In the data below, retype exactly the line that contains "In the photograph above, where can the curtain" and every line after it, through the last.
--- START ---
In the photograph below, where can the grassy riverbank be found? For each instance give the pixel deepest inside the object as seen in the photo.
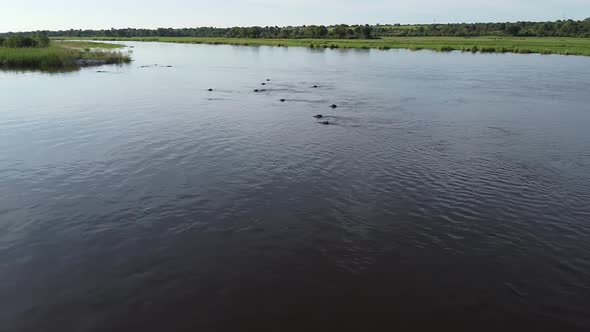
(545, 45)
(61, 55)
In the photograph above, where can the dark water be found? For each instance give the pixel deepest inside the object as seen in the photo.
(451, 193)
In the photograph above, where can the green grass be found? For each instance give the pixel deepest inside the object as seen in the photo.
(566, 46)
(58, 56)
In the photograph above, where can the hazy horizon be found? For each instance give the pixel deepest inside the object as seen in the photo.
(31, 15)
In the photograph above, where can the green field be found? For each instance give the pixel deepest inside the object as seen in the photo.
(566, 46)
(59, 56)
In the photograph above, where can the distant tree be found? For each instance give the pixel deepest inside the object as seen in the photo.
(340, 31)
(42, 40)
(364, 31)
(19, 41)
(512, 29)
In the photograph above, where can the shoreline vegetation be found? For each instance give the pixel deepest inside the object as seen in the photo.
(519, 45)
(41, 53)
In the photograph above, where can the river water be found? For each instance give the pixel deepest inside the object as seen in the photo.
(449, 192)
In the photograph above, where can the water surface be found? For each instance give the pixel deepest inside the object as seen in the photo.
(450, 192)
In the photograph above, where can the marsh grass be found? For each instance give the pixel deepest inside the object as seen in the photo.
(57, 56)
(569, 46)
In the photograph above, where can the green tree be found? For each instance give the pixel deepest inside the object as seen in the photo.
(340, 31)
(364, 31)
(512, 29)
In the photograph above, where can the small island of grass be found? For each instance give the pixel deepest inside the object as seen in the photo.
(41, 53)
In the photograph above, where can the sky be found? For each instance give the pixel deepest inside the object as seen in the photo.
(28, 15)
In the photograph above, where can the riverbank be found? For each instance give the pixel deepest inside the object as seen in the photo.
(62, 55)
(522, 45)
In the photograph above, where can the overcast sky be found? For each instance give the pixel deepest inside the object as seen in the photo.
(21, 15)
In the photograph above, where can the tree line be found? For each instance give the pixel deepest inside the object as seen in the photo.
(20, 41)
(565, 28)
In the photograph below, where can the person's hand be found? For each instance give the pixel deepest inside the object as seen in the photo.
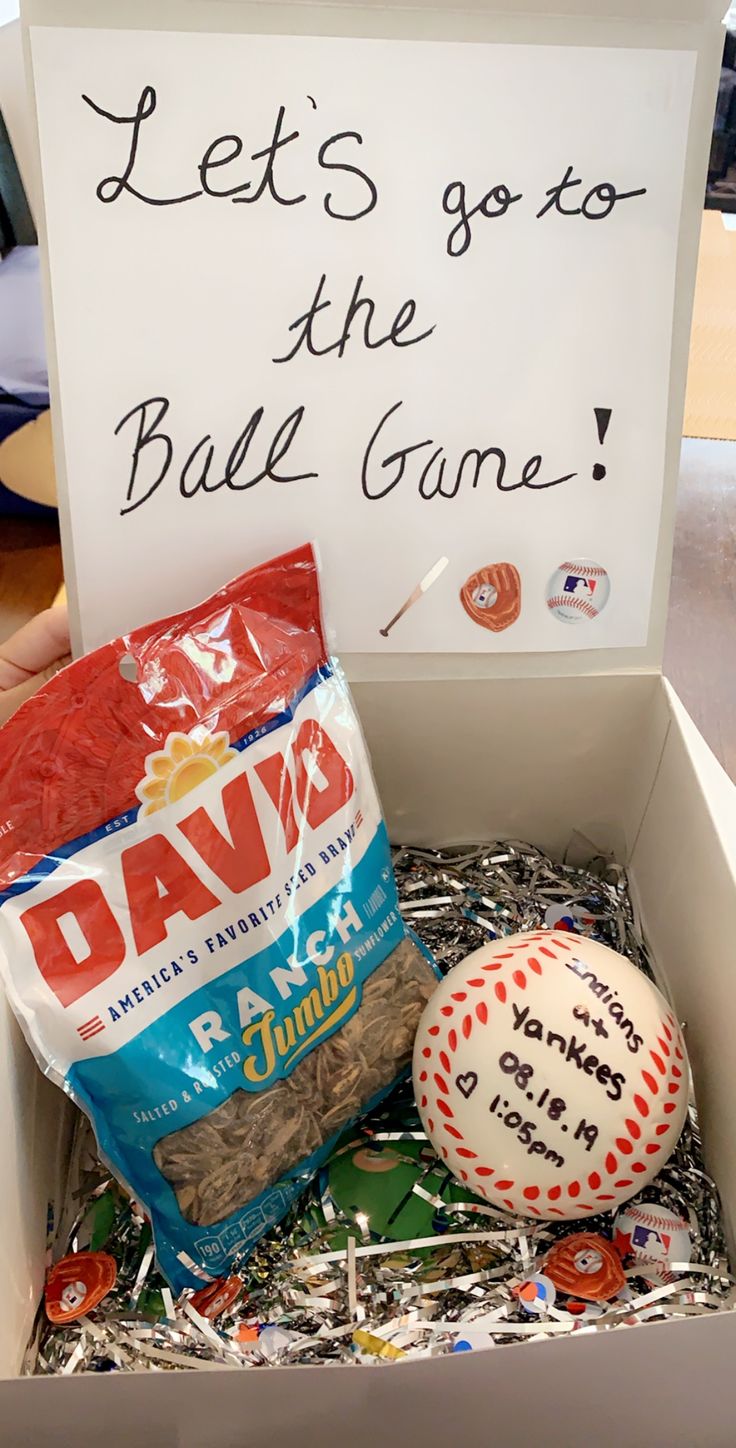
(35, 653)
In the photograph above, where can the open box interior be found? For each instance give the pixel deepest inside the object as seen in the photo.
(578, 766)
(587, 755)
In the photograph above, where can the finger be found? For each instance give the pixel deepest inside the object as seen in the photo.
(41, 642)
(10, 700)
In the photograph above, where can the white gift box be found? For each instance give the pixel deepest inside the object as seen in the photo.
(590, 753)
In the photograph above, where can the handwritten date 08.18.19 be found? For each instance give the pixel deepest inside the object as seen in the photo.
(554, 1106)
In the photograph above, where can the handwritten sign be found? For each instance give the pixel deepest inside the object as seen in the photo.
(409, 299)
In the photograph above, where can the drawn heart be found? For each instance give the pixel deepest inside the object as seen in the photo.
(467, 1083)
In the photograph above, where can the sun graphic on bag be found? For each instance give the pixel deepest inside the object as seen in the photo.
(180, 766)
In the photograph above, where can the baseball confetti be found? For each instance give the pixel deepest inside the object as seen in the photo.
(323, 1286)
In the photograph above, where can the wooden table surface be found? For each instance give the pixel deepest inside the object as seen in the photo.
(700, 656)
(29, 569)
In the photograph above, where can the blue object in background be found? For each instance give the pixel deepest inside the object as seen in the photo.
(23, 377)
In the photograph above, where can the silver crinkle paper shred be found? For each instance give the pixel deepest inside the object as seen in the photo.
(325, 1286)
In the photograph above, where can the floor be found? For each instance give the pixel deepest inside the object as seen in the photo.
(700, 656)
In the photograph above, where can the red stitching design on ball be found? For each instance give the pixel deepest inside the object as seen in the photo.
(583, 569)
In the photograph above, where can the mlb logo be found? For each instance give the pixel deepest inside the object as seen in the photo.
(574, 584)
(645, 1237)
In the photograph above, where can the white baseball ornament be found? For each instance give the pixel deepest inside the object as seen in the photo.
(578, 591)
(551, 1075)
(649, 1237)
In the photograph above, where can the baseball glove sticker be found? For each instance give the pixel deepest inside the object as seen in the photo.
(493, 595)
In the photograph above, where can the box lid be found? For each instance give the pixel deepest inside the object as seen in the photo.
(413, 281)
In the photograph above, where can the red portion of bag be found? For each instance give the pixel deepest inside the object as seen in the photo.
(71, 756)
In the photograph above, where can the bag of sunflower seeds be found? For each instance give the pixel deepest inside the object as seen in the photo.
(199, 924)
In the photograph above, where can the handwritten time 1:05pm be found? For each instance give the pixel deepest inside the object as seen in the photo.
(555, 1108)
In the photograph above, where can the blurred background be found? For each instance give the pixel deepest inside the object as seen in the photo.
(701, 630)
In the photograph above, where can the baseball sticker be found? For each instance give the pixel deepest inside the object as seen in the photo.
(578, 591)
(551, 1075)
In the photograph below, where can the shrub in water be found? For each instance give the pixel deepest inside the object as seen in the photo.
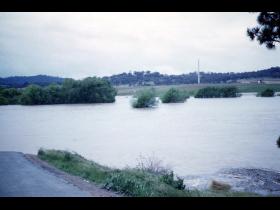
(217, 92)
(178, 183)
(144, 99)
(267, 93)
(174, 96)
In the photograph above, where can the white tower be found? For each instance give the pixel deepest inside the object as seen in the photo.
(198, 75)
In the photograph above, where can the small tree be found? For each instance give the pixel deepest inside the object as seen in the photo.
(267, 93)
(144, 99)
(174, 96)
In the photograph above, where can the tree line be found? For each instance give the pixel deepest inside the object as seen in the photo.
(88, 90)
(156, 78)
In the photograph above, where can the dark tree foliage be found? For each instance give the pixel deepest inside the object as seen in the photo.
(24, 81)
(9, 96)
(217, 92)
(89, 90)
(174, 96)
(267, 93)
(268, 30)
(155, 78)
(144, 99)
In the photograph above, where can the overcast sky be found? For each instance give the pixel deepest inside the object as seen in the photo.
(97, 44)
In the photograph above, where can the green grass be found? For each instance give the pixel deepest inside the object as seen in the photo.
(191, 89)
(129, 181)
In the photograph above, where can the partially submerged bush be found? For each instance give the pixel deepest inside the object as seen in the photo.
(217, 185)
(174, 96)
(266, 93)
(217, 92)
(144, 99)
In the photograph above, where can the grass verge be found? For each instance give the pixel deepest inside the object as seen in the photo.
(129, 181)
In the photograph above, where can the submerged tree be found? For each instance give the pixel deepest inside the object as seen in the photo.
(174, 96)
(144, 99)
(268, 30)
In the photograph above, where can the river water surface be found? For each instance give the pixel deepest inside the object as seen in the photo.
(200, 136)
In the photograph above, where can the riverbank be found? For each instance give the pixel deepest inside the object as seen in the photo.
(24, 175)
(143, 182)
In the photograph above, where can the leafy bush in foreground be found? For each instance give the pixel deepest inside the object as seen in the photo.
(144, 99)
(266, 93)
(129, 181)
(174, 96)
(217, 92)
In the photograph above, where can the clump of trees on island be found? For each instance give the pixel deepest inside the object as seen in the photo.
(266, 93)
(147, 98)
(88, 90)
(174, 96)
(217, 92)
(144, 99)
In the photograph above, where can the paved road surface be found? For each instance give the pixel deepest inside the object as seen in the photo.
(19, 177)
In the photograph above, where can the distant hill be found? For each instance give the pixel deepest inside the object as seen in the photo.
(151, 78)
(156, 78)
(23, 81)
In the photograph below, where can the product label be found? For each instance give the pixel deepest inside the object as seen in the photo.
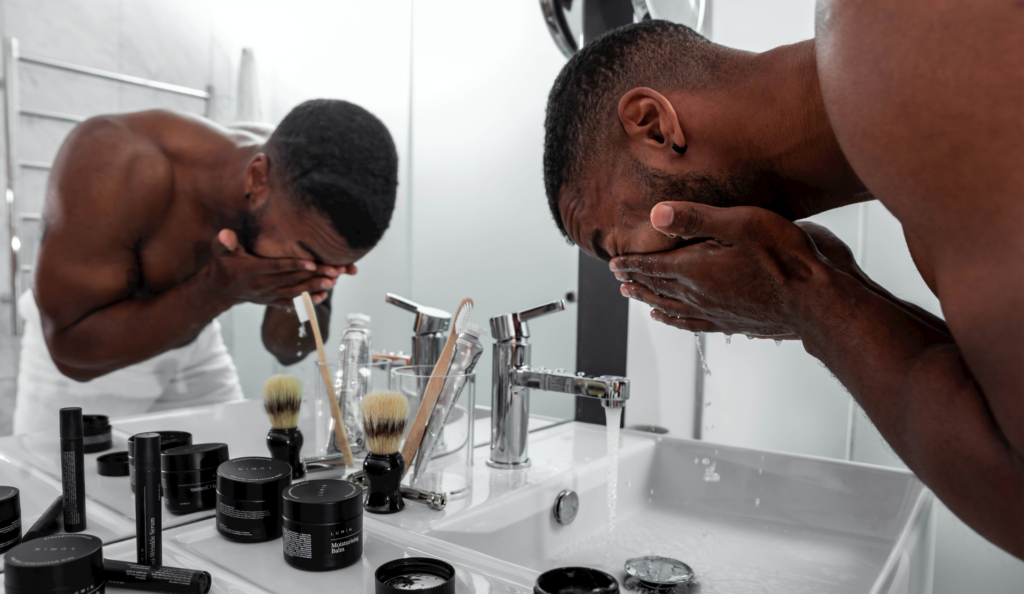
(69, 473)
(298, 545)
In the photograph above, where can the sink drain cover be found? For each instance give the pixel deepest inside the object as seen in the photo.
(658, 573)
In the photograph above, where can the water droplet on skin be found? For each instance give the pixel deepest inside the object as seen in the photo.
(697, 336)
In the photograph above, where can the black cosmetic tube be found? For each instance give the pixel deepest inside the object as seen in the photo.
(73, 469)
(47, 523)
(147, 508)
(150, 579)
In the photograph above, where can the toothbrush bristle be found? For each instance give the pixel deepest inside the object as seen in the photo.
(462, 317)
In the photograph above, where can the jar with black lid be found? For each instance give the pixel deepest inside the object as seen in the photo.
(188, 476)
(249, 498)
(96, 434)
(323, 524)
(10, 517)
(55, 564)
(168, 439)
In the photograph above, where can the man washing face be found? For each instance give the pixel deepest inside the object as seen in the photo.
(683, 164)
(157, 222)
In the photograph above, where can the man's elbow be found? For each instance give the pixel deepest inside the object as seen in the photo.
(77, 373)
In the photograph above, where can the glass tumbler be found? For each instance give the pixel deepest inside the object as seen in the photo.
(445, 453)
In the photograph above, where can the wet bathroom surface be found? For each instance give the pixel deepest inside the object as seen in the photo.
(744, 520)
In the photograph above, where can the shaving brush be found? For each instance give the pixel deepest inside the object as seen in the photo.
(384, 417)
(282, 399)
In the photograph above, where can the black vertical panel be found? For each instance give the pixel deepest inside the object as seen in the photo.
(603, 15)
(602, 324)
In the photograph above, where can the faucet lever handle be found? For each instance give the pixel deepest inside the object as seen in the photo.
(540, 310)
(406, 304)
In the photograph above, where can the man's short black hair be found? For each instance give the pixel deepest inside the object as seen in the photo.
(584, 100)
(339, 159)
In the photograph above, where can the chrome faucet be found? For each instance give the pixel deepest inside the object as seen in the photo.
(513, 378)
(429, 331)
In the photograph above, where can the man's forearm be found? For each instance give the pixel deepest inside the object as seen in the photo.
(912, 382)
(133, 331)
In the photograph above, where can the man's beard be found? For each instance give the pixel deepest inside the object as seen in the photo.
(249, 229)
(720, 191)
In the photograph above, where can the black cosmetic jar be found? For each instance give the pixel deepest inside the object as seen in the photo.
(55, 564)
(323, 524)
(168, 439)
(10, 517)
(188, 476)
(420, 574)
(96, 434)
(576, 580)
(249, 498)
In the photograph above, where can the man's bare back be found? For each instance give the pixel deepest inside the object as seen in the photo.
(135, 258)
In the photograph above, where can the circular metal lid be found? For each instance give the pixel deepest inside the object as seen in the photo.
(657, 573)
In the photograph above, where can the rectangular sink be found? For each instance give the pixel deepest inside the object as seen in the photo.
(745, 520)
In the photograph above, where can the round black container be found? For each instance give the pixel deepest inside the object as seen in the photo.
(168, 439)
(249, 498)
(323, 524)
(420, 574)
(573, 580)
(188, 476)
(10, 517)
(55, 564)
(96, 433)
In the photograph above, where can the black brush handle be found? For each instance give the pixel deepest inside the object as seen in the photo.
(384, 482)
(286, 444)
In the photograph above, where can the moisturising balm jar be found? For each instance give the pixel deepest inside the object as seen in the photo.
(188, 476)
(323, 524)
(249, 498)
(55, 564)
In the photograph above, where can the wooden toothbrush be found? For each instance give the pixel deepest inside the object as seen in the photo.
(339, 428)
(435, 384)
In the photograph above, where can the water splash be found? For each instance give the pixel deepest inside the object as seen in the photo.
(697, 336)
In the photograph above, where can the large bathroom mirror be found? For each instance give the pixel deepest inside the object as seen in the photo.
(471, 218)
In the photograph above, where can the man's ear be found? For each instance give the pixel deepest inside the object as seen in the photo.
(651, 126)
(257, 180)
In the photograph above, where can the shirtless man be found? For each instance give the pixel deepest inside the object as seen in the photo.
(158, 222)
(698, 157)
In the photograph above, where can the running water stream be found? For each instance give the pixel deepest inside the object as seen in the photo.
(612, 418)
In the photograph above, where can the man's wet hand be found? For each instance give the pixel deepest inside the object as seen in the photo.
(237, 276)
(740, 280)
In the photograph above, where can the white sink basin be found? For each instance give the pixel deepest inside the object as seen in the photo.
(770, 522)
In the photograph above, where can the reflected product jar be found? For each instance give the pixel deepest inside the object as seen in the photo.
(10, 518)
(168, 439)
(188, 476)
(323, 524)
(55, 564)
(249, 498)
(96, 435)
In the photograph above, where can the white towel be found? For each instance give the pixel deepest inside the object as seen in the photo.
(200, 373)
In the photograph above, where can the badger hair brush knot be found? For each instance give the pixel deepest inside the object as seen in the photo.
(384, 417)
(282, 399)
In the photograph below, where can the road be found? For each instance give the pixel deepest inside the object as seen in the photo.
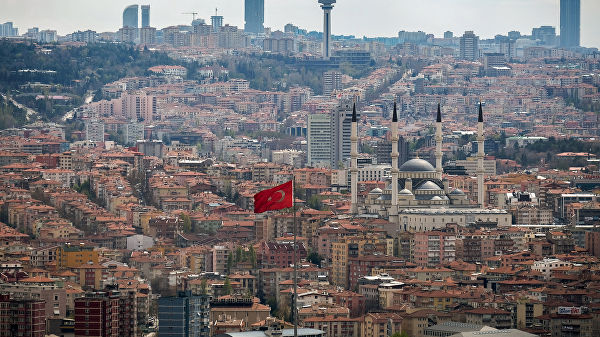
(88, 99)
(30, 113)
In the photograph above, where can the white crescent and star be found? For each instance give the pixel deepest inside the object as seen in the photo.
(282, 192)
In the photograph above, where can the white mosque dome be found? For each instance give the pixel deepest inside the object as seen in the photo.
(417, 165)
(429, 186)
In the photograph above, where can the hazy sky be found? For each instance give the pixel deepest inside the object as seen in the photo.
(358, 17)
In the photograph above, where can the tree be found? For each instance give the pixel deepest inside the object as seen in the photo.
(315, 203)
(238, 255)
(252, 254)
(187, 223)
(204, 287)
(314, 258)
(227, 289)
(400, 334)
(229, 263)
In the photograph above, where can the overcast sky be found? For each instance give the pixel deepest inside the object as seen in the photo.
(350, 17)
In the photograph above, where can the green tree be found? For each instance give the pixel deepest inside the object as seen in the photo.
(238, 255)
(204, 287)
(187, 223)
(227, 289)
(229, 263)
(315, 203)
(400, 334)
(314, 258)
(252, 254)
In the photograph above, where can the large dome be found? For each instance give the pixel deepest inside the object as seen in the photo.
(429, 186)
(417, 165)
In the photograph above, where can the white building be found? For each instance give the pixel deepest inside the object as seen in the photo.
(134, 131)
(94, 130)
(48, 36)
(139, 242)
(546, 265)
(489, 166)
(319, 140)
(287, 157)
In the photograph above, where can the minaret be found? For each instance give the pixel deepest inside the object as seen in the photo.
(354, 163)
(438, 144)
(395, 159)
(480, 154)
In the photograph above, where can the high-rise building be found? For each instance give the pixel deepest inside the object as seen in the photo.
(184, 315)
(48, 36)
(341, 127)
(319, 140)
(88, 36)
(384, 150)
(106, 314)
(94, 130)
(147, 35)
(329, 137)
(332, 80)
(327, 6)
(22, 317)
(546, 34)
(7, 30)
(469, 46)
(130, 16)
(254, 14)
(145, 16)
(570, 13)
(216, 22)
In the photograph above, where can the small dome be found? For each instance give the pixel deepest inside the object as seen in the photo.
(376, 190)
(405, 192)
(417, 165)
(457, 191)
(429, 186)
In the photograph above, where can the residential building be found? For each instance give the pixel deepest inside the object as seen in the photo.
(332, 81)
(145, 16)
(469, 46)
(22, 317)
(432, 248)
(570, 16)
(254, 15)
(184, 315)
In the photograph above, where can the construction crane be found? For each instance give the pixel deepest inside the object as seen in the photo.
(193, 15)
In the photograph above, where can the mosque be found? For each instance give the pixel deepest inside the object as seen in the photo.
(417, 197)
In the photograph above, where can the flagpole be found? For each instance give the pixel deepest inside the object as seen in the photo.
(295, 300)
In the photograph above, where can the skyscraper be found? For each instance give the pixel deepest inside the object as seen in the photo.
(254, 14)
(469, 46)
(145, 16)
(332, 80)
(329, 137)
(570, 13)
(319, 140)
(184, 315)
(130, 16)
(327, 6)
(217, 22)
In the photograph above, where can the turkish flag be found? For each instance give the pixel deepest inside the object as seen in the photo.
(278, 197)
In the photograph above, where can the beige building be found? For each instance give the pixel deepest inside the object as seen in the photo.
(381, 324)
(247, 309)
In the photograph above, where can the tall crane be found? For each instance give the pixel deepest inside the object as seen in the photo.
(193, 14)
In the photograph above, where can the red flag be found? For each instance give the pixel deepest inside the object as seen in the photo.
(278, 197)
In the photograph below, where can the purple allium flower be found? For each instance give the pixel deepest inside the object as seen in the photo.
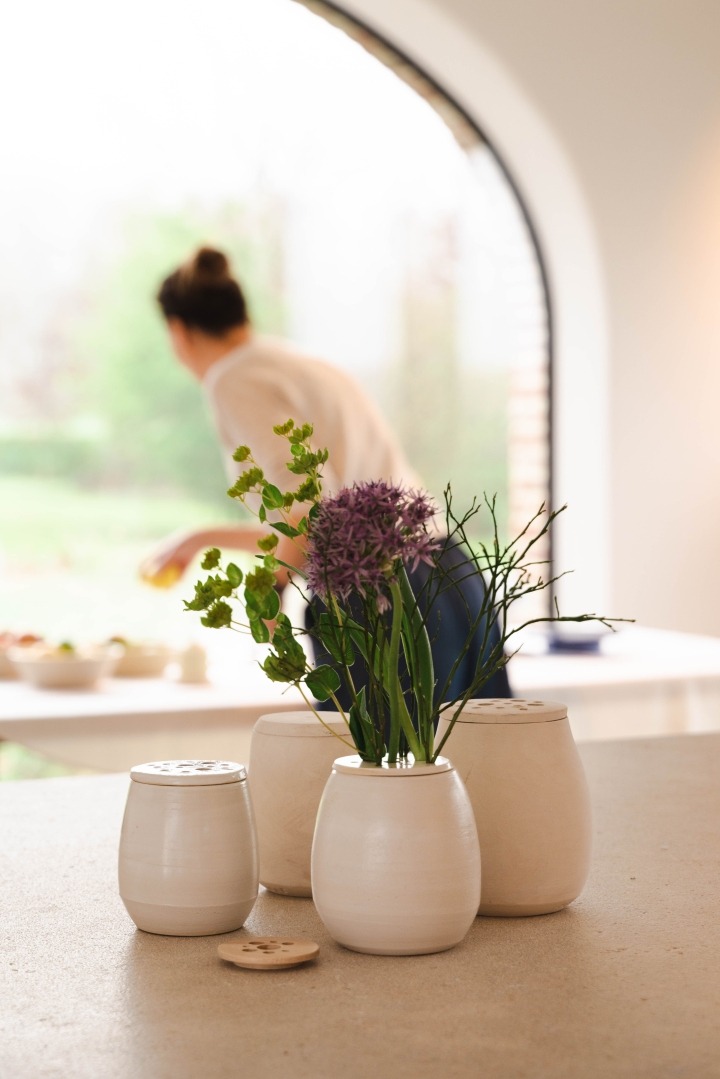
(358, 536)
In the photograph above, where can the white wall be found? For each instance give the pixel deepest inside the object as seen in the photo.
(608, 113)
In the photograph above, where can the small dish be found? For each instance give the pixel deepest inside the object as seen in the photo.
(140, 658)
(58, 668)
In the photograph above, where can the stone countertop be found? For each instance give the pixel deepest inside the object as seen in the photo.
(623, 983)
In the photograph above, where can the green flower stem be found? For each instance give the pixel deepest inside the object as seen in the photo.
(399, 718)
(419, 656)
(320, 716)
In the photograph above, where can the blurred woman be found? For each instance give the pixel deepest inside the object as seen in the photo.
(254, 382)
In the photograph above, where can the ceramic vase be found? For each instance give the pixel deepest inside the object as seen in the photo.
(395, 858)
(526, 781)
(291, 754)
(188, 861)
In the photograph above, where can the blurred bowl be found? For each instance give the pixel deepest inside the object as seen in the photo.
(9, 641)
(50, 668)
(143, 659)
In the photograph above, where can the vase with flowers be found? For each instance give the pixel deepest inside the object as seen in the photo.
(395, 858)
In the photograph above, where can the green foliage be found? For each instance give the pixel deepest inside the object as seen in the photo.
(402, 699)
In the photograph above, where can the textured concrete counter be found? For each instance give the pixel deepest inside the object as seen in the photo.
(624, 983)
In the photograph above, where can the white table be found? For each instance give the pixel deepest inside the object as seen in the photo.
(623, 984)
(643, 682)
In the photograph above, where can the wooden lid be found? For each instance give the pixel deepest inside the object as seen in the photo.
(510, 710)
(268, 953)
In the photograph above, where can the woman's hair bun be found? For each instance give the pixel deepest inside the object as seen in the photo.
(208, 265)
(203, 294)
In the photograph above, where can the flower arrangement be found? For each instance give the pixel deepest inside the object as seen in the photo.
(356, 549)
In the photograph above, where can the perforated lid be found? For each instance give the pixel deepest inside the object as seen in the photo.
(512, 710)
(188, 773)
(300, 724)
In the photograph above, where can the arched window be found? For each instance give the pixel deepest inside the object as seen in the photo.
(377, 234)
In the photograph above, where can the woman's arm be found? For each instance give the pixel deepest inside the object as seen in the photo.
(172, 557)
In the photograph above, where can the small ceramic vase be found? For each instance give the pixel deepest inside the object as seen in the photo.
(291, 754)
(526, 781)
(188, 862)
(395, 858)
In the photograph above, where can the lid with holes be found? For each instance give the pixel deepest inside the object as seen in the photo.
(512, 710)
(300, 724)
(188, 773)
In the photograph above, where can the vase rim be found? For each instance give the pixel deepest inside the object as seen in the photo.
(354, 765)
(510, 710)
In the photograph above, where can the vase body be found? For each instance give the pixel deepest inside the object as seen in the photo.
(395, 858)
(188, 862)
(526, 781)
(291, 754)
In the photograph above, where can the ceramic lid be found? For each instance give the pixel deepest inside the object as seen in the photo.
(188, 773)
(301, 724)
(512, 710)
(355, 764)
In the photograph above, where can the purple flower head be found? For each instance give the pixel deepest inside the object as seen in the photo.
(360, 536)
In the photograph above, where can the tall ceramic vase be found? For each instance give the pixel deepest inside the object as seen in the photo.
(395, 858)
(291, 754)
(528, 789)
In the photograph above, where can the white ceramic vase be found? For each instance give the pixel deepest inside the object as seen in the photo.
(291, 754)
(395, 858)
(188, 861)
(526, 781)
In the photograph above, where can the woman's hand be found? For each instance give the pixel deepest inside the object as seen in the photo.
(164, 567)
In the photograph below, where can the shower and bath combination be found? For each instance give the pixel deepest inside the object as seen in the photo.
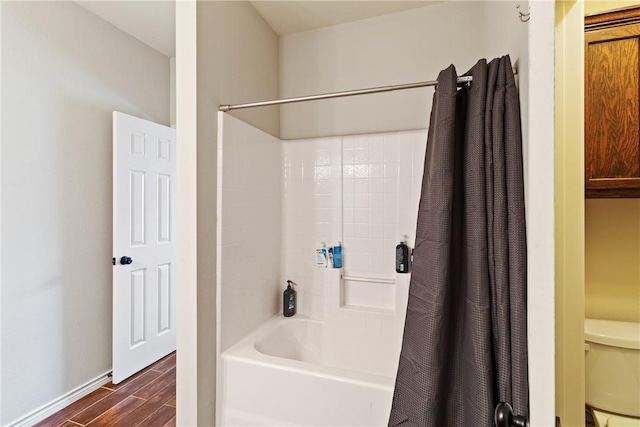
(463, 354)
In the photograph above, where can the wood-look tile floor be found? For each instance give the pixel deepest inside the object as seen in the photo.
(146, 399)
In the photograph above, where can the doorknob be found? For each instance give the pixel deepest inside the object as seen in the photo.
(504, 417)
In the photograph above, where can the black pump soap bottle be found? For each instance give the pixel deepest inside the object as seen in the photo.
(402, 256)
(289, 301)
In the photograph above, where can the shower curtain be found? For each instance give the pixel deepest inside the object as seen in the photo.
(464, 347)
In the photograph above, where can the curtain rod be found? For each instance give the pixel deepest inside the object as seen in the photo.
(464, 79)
--- END ---
** EXERCISE RESULT **
In the photograph above, where can the curtain rod be found? For each instance give the pixel deepest inside the object as seen in the photo.
(464, 79)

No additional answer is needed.